--- START Data supplied ---

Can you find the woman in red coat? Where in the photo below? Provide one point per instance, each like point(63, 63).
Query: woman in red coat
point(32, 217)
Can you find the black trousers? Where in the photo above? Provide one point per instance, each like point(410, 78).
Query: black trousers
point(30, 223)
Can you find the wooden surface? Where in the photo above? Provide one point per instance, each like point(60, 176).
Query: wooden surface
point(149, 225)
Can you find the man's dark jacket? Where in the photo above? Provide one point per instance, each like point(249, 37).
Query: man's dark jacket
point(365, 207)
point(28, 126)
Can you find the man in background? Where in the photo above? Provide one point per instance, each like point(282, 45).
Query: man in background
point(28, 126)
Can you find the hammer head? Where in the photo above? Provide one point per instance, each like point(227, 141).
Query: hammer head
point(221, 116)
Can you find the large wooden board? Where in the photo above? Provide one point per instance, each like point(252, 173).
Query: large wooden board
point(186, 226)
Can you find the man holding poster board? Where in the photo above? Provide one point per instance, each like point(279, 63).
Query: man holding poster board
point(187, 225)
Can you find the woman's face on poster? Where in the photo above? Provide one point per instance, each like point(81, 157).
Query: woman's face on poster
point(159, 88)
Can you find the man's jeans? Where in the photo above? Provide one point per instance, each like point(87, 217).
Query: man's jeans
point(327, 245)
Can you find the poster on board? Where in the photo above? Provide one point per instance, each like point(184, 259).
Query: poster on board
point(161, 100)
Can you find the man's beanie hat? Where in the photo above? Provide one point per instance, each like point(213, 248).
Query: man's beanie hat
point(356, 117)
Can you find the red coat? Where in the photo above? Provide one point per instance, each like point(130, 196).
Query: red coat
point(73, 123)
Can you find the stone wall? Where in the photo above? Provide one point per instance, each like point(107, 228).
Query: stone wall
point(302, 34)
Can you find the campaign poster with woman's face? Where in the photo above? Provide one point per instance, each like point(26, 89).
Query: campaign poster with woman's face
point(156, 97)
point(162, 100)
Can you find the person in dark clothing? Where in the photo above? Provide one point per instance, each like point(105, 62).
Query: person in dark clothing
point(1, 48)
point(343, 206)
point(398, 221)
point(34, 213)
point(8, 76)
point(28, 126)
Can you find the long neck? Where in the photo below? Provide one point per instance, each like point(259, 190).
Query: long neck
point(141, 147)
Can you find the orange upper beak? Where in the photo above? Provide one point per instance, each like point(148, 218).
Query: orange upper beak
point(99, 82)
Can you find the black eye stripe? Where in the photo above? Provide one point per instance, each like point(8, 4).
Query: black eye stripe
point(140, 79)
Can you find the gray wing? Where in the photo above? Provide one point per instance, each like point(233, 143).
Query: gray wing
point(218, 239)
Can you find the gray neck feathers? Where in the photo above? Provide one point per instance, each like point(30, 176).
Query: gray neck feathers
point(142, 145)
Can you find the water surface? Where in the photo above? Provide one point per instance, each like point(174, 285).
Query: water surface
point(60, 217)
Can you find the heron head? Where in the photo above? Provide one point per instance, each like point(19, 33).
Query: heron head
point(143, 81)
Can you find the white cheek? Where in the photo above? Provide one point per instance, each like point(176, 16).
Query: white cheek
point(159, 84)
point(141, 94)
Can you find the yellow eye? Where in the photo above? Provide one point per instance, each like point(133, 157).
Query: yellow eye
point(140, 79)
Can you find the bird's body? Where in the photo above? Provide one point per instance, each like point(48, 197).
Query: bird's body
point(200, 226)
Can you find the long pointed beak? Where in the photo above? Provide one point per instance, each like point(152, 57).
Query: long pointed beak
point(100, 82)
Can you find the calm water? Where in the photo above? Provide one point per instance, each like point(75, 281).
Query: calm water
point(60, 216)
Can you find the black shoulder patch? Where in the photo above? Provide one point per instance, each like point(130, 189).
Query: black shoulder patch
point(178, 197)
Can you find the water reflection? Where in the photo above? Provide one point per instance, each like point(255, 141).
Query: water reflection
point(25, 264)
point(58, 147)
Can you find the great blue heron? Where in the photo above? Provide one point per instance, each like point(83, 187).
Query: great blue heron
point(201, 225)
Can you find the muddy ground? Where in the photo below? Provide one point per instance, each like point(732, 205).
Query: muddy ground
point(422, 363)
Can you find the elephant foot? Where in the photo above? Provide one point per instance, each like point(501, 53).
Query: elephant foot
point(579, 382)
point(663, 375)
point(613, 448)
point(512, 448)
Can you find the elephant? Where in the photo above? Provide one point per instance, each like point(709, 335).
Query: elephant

--- END Data supplied ---

» **Stated task**: Convert the data above into a numbered list with one line per entry, leaving out any blank lines.

» **Exercise solution**:
1. Can you find the woman in red coat? Where in the photo below? Provide one point per instance, each like point(63, 63).
2. Query: woman in red coat
3. point(32, 217)
4. Can you find the black trousers? Where in the photo above? Provide one point per instance, each like point(410, 78).
5. Query: black trousers
6. point(30, 223)
7. Can you find the wooden surface? Where in the photo above? Provide one point per instance, each like point(60, 176).
8. Query: wooden surface
9. point(149, 225)
10. Can you find the man's dark jacket? Where in the photo above? Provide one point per instance, each like point(249, 37).
11. Query: man's dark jacket
12. point(365, 207)
13. point(28, 126)
14. Can you find the man in background? Where in the photo above? Provide one point per instance, each like point(282, 45).
15. Query: man in background
16. point(28, 126)
17. Can you find the hammer head? Where in the photo above? Provide one point per instance, each like point(227, 141).
18. Query: hammer head
19. point(221, 116)
20. Can you find the large wooden board? Where in the photo above? Provide one point per instance, each like point(252, 173).
21. Query: large wooden board
22. point(186, 226)
23. Can you find the man holding poster board? Where in the photo above? Provide one point per instance, each like point(279, 63).
24. Query: man holding poster board
25. point(187, 225)
26. Can you find the woman's face on poster? Where in the photo above? Provide one point per instance, each like point(81, 157).
27. Query: woman's face on poster
28. point(159, 88)
29. Can you find the man's jeans? Where in the photo above? Provide one point per instance, each like point(87, 217).
30. Query: man's jeans
31. point(327, 245)
32. Can you find the poster on board? Where in the photo above? Provide one point per instance, each like point(184, 259).
33. Query: poster on board
34. point(161, 100)
35. Can you find the man's beanie hat? Where in the photo above? Provide one point per instance, each like point(213, 248).
36. Query: man's beanie hat
37. point(356, 117)
38. Can you find the red coat? Where in the photo above? Provide one point per instance, each like point(130, 196).
39. Query: red coat
40. point(73, 123)
41. Can you find the stone wall? Where in the photo above? Provide one point per instance, each like point(107, 228).
42. Query: stone wall
43. point(302, 34)
44. Can you find the campaign poster with woman's face? Where in the photo above? Provide one point per instance, each like point(26, 89).
45. Query: campaign poster with woman's face
46. point(156, 97)
47. point(162, 100)
48. Can you find the person in dark clothing? Where in the photo above? Provide one point per instance, each like point(105, 62).
49. Query: person in dark clothing
50. point(1, 48)
51. point(343, 206)
52. point(398, 221)
53. point(34, 213)
54. point(8, 76)
55. point(28, 126)
56. Can you find the long neck? Where in the photo below? Provide one point per instance, each like point(259, 190).
57. Query: long neck
58. point(141, 147)
59. Can you find the orange upper beak? Where in the photo above? Provide one point per instance, each like point(148, 218).
60. Query: orange upper beak
61. point(99, 82)
62. Can you find the black eye stripe? Where in the photo above? Provide one point per instance, each like point(8, 4).
63. Query: black eye stripe
64. point(140, 79)
65. Can you find the gray wing? Where in the photo above? Provide one point per instance, each like point(233, 143).
66. Query: gray wing
67. point(218, 239)
68. Can you find the gray neck feathers? Where in the photo above? Provide one point per instance, each like point(30, 176).
69. Query: gray neck feathers
70. point(142, 145)
71. Can you find the water surface? Where in the photo above? Provide one point per instance, each like point(174, 285).
72. Query: water surface
73. point(60, 217)
74. Can you find the heron head? Where in the photo above? Provide one point per instance, each like point(19, 33).
75. Query: heron head
76. point(143, 81)
77. Can you find the white cheek? Where in the photo above? Provide one point per instance, each like point(176, 16).
78. Query: white cheek
79. point(159, 84)
80. point(141, 94)
81. Can you find the yellow eye? Where in the photo above? Provide one point per instance, each like point(133, 157).
82. Query: yellow eye
83. point(140, 79)
84. Can you find the bird's body? Where in the photo above? Provide one point per instance, each like point(48, 197).
85. Query: bird's body
86. point(200, 226)
87. Can you find the long pointed beak? Where in the photo above? Provide one point per instance, each like point(152, 57).
88. Query: long pointed beak
89. point(100, 82)
90. Can you find the calm water? Where in the photo above? Provide one point per instance, each like point(75, 281).
91. Query: calm water
92. point(60, 216)
93. Can you find the black shoulder patch? Where in the photo above? Provide one point per instance, each like point(130, 189).
94. Query: black shoulder patch
95. point(178, 197)
96. Can you find the water reflection? Where in the photo above? Provide one point per instance, each like point(255, 141).
97. Query: water reflection
98. point(25, 264)
99. point(58, 147)
100. Can you find the great blue heron? Where in the photo above? Provide one point per instance, each like point(83, 187).
101. Query: great blue heron
102. point(201, 225)
103. Can you find the muddy ground? Where in the photo below? Provide one point per instance, each like point(732, 205).
104. Query: muddy ground
105. point(422, 363)
106. Can you find the elephant foot? Where in the photo above? Provide one point per instance, each like point(501, 53).
107. Query: elephant foot
108. point(579, 382)
109. point(663, 375)
110. point(613, 448)
111. point(512, 448)
112. Can you find the elephant? Where in the photo above? Provide one point per instance, each like point(709, 335).
113. Query: elephant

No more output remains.